> [AIM OF THE EXERCISE] Write out again the items between the line holding "Pretty please, detect the man in" and the line holding "[401,372,501,480]", inclusive, requests included, and offset every bounding box coordinate in the answers by adding 106.

> [ENTRIES PROVIDED]
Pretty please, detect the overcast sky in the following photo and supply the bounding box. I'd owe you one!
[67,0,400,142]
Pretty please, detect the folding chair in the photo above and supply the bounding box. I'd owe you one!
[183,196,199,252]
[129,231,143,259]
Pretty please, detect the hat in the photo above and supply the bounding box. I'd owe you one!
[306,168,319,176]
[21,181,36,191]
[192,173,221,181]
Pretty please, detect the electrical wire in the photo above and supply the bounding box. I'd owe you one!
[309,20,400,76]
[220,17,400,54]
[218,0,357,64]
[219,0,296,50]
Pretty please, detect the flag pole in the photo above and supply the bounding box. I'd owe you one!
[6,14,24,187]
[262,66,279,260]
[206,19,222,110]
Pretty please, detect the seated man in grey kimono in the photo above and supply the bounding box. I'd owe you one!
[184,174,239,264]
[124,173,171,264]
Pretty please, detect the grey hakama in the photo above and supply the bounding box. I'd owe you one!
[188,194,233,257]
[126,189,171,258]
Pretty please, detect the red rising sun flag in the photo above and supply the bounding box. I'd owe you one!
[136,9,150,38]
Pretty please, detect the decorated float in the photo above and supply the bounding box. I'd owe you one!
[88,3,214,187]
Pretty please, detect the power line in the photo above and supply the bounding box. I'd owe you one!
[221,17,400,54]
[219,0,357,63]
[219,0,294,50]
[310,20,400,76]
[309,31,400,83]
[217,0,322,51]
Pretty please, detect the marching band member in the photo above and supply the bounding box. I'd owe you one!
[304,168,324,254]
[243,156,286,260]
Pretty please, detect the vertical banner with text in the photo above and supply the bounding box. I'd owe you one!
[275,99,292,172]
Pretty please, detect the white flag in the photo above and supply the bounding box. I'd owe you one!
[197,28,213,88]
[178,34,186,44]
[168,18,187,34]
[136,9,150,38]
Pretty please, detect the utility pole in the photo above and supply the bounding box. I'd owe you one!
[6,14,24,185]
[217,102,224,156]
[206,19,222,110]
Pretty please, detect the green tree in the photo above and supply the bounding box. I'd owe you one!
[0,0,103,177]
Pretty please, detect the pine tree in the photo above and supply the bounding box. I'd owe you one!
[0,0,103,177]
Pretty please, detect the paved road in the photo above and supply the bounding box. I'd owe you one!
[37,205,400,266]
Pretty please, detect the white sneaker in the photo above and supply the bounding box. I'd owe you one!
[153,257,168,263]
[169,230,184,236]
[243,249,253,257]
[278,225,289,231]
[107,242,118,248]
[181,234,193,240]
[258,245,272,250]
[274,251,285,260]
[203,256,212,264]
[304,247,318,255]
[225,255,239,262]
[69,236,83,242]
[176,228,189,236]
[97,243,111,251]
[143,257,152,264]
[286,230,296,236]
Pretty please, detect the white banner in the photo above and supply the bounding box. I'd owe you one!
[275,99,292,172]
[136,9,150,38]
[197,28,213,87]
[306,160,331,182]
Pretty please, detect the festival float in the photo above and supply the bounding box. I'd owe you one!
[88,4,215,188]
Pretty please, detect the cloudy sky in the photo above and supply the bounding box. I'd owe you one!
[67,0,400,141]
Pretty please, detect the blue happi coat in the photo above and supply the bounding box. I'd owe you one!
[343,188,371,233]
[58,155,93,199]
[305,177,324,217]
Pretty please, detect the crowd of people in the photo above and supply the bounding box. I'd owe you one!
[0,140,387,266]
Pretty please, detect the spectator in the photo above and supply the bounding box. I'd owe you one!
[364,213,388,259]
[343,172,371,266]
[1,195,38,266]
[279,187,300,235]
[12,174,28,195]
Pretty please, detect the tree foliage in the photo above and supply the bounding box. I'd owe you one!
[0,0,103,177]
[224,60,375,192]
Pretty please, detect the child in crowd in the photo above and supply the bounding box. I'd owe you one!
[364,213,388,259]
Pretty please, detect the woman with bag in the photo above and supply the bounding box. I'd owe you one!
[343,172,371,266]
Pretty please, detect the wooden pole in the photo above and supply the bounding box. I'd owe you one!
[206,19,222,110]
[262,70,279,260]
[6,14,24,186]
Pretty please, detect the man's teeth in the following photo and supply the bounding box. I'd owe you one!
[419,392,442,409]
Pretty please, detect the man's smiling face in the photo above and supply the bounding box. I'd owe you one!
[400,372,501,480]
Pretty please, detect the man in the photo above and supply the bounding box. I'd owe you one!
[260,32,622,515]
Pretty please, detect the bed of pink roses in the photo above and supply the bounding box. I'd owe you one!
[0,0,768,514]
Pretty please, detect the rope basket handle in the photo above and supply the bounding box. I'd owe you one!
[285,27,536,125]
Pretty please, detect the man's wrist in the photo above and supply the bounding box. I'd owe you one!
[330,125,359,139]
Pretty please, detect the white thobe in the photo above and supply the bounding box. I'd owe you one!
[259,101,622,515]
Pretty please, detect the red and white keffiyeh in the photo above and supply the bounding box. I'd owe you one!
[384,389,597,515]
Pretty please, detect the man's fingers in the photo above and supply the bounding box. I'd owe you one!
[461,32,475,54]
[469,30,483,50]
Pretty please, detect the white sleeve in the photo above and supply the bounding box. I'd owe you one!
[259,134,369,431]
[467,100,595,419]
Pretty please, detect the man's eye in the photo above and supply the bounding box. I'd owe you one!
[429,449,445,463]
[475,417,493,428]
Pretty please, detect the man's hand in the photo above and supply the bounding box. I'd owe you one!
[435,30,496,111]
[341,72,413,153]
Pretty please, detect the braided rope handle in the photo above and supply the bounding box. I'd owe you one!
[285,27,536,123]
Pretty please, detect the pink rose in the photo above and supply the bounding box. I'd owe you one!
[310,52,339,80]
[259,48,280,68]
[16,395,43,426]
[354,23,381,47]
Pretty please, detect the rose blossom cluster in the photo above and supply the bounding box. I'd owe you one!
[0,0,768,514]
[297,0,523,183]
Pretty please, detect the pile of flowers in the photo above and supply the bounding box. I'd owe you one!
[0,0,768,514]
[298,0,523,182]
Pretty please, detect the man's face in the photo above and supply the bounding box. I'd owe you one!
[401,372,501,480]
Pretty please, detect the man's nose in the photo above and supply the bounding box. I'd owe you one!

> [OUTPUT BELOW]
Pretty please, detect the man in the photo above and supply the bounding box. I'd owe you one!
[366,138,728,621]
Pretty please, detect the bed of pink roses in the photo above and supply the bounding box. I'd owe you one!
[106,106,874,620]
Pretty please, detect the rope basket handle in the photo above and supply the bounding box. I'd owe you one!
[391,133,642,231]
Pretty please, detect the man's wrist in the photo above and supply the bounding box. I'd owe you one!
[436,231,465,245]
Pretty please, detect the white thobe in the photo above and supply the bounding box. I'd owe you one!
[365,207,728,621]
Pretty please, detect the red and white keffiyeh in the photo above and supply the bounding box. I'd owe you one!
[490,495,703,621]
Pretty please, detect the man's fingers in the photo above and supply the bounding box. I'd owe you one!
[567,138,581,160]
[575,136,589,156]
Pretty please, detect the white sleeve in the photo above and supply the bounding box. I'd owe you one!
[365,240,475,537]
[573,206,701,525]
Pretty please, detect the man's eye in the photo above and supply the bounding box. I'd owe you one!
[535,555,551,569]
[581,523,599,534]
Pretty please, detect the man's hand in the photo above and supply the bounding box. I'd owe you one!
[541,136,602,217]
[447,178,519,259]
Pretty please, detect the braided rope handle in the photo above and supply the bounding box. I'd owe you one!
[391,133,642,229]
Pretty please, detect the pink rose in the photo above and supply the bounding box. I'd owe you one!
[416,158,445,186]
[365,154,386,174]
[122,501,149,532]
[460,129,487,153]
Pretty please, detect the rose blossom cluster in the photo above and supply the bounding box. I'd owe you one!
[106,106,874,620]
[403,106,629,289]
Pretty please, detect the pile of flowers in the photo above and supply the bounding box. I'd owe you one!
[106,106,874,620]
[404,106,629,288]
Pretty please, detect the man's face in the photo above and supply the bounding box. I'd owe you one!
[507,478,607,586]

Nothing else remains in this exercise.